Pointing dataset excerpts
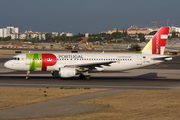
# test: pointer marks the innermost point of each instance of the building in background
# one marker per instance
(67, 34)
(29, 35)
(134, 30)
(6, 32)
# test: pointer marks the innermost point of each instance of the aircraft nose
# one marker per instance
(6, 64)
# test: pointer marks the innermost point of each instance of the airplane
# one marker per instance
(67, 65)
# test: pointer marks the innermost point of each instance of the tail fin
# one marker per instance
(157, 44)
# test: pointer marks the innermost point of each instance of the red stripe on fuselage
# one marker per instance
(48, 60)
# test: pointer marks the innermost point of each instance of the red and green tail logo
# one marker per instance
(157, 44)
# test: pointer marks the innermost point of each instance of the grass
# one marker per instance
(17, 96)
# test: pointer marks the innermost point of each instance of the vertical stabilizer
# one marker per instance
(157, 44)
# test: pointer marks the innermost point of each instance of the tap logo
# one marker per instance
(41, 60)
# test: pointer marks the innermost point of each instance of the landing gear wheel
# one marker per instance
(27, 77)
(87, 77)
(81, 76)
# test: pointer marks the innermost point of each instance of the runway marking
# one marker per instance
(93, 86)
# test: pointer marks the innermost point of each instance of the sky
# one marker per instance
(86, 16)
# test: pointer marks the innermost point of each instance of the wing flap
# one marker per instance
(91, 65)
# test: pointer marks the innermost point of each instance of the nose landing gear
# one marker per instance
(86, 77)
(27, 76)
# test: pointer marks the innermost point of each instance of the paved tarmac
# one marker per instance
(58, 107)
(162, 76)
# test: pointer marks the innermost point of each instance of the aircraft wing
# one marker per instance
(91, 65)
(173, 48)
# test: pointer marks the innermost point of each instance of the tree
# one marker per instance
(141, 37)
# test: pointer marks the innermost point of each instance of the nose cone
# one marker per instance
(7, 64)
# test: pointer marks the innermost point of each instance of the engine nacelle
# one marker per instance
(64, 72)
(67, 72)
(55, 73)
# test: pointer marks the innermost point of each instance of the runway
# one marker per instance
(162, 76)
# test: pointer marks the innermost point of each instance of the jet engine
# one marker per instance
(64, 72)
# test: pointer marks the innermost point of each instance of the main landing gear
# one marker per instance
(27, 76)
(82, 76)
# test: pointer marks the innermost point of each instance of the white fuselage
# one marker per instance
(122, 61)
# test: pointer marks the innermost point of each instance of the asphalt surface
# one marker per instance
(162, 76)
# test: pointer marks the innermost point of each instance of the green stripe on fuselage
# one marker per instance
(35, 61)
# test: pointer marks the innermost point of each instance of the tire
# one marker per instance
(87, 77)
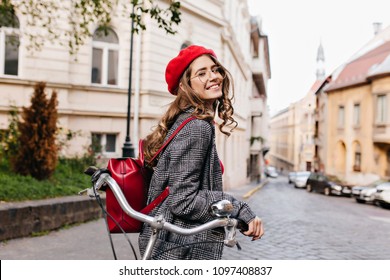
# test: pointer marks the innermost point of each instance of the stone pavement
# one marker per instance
(83, 242)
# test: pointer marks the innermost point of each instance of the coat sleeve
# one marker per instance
(188, 199)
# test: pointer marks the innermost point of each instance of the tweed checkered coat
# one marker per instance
(190, 167)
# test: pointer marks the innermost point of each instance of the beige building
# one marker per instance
(93, 91)
(292, 129)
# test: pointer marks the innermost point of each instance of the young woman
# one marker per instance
(190, 165)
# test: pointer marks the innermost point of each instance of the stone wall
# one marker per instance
(20, 219)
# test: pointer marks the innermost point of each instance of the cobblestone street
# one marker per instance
(310, 226)
(298, 226)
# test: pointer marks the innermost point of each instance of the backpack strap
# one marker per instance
(172, 136)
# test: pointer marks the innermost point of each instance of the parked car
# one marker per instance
(368, 191)
(300, 179)
(368, 194)
(270, 171)
(291, 177)
(382, 198)
(320, 183)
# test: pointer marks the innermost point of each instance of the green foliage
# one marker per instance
(9, 137)
(37, 149)
(68, 179)
(81, 15)
(7, 14)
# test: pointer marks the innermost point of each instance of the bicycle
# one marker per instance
(221, 210)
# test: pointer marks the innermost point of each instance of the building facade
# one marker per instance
(358, 136)
(93, 90)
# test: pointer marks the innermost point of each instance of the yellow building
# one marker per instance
(93, 91)
(358, 120)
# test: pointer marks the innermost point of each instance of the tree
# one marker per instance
(37, 154)
(80, 14)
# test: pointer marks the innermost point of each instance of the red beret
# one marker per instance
(179, 64)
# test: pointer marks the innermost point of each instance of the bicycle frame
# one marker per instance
(159, 223)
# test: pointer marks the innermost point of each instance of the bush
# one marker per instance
(37, 153)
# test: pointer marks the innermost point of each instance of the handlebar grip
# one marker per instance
(242, 226)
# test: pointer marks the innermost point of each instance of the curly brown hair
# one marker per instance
(188, 98)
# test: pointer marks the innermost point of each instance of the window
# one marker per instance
(105, 58)
(358, 158)
(381, 109)
(356, 114)
(9, 48)
(104, 143)
(341, 117)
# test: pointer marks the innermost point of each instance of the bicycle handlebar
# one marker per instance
(222, 209)
(158, 222)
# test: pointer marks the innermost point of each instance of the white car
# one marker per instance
(382, 198)
(369, 194)
(270, 171)
(300, 179)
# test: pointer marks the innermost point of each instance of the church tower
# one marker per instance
(320, 73)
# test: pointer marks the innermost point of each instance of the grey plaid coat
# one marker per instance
(190, 167)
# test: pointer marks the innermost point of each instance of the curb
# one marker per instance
(251, 192)
(21, 219)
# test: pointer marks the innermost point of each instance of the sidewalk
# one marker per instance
(22, 219)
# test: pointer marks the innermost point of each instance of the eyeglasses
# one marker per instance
(205, 75)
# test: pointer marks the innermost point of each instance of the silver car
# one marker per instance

GIVEN TASK —
Copy the items above line for line, without the pictures.

WRITTEN SOLUTION —
# test: pointer marks the innermost point of each instance of the building in background
# one marker per instance
(67, 34)
(29, 35)
(134, 30)
(6, 32)
# test: pointer marks the innermost point of each instance of the aircraft nose
# one marker per instance
(6, 64)
# test: pointer marks the innermost point of each instance of the airplane
# one marker per instance
(67, 65)
# test: pointer marks the innermost point of each instance of the tail fin
# one marker per instance
(157, 44)
# test: pointer marks the innermost point of each instance of the red stripe on fuselage
# one marker per instance
(48, 60)
# test: pointer marks the innermost point of each instance of the red and green tail logo
# one marker per instance
(157, 44)
# test: pointer marks the innermost point of each instance of the grass
# one marker per instance
(17, 96)
# test: pointer marks the innermost point of each instance of the vertical stabilizer
# one marker per instance
(157, 44)
# test: pointer marks the innermost point of each instance of the tap logo
# one marker per instance
(41, 60)
# test: pointer marks the innermost point of each instance of the landing gear wheel
# one marker per instance
(27, 77)
(87, 77)
(81, 76)
# test: pointer marks the innermost point of each instance of the runway marking
# one marker per instance
(93, 86)
# test: pointer marks the innermost point of each instance of the sky
# one marker per instance
(86, 16)
# test: pointer marks the innermost point of each instance of the wing flap
# one marker per instance
(91, 65)
# test: pointer marks the innermost point of each instance of the nose landing gear
# one marker per instance
(86, 77)
(27, 76)
# test: pointer marks the innermost point of each instance of the paved tarmac
# one marker per instance
(58, 107)
(162, 76)
# test: pointer marks the innermost point of each instance of the aircraft wing
# one marker per instance
(91, 65)
(173, 48)
# test: pointer marks the innermost point of each instance of the tree
# one marker per instance
(141, 37)
# test: pointer marks the innermost point of each instance of the nose cone
# one marker per instance
(7, 64)
# test: pointer marks the innermost point of each instance of the engine nacelle
# one marker per instance
(64, 72)
(67, 72)
(55, 73)
# test: pointer marks the innermost point of each instance of the runway
# one marker per instance
(162, 76)
# test: pointer marks the innermost point of each instance of the jet engine
# one marker per instance
(64, 72)
# test: pointer marks the innermost point of each instance of the main landing gear
# one marker per instance
(27, 76)
(82, 76)
# test: pointer marks the innermost point of each instance of the white fuselage
# one marker per instance
(122, 61)
# test: pointer marks the innermost point of each instance of the asphalt surface
# one marker per instance
(162, 76)
# test: pointer marks the innermost point of each instance of the green stripe on fuselage
# one marker per instance
(35, 61)
# test: pointer marks the innermost point of each instance of the tire
# one marker per instance
(87, 77)
# test: pointer marks the innermost point of each instance of the stone pavement
# one marker per instance
(83, 242)
# test: pointer marks the innermost point of each instance of the coat sleeve
# one marker per instance
(188, 199)
# test: pointer marks the innermost point of each instance of the tweed checkered coat
# one marker per instance
(190, 167)
# test: pointer marks the innermost point of each instance of the beige building
# one marker per instance
(93, 91)
(292, 129)
# test: pointer marks the innermost point of each instance of the young woman
# one marker per instance
(190, 165)
# test: pointer marks the innermost point of each instance of the stone wall
# one marker per instance
(20, 219)
# test: pointer marks the innermost point of each instance of the cobblestone street
# one marker per instance
(310, 226)
(298, 226)
# test: pointer marks the innermost point of each instance of the backpack strap
# one marker per instance
(172, 136)
# test: pointer marks the innermost point of each instance of the parked car
# one marker per instance
(368, 191)
(300, 179)
(368, 194)
(270, 171)
(291, 177)
(382, 198)
(320, 183)
# test: pointer marks the innermost point of each instance of the green foliage
# one marker per instance
(9, 137)
(37, 149)
(68, 179)
(81, 15)
(7, 14)
# test: pointer marks the innermost point of each instance of the bicycle
# one marker per instance
(221, 210)
# test: pointer marks the innermost point of each instance of the building facade
# one marker per instance
(358, 136)
(93, 90)
# test: pointer marks the innermost point of each instance of the yellow building
# one marker per instance
(93, 91)
(358, 120)
# test: pointer marks the innermost point of each instance of the tree
# one marker per instance
(37, 154)
(80, 14)
# test: pointer marks the innermost point of each instance of the red beret
# one marker per instance
(179, 64)
# test: pointer marks the innermost point of each instance of the bicycle frame
# one marker per instance
(159, 223)
# test: pointer marks the innermost point of each instance of the bush
# one marker per instance
(37, 153)
# test: pointer marks the innermost point of each instance of the handlebar grip
# one marker per instance
(242, 226)
# test: pointer marks the innermost point of each instance of the curly brown hair
# one marker per instance
(188, 98)
# test: pointer marks the innermost point of each instance of the window
# one marker per instance
(105, 58)
(358, 158)
(381, 109)
(356, 114)
(9, 48)
(104, 143)
(341, 117)
# test: pointer marks the innermost point of each instance of the bicycle handlebar
# one marker per instance
(222, 209)
(158, 222)
# test: pointer marks the innermost point of each instance of the white car
# one marker per instance
(382, 198)
(369, 194)
(270, 171)
(300, 179)
# test: pointer marks the innermost point of each instance of the church tower
# one marker per instance
(320, 73)
# test: pointer marks the innermost point of each instance of the grey plaid coat
# one marker per instance
(190, 167)
# test: pointer marks the innermost point of each instance of the curb
# one marker per instance
(251, 192)
(21, 219)
# test: pointer marks the innermost point of each instance of the sidewalk
# one marker per instance
(22, 219)
# test: pointer marks the innermost point of each instance of the eyeglasses
# one marker per instance
(205, 75)
# test: pointer marks the innermost point of each instance of the silver car
# one marker per instance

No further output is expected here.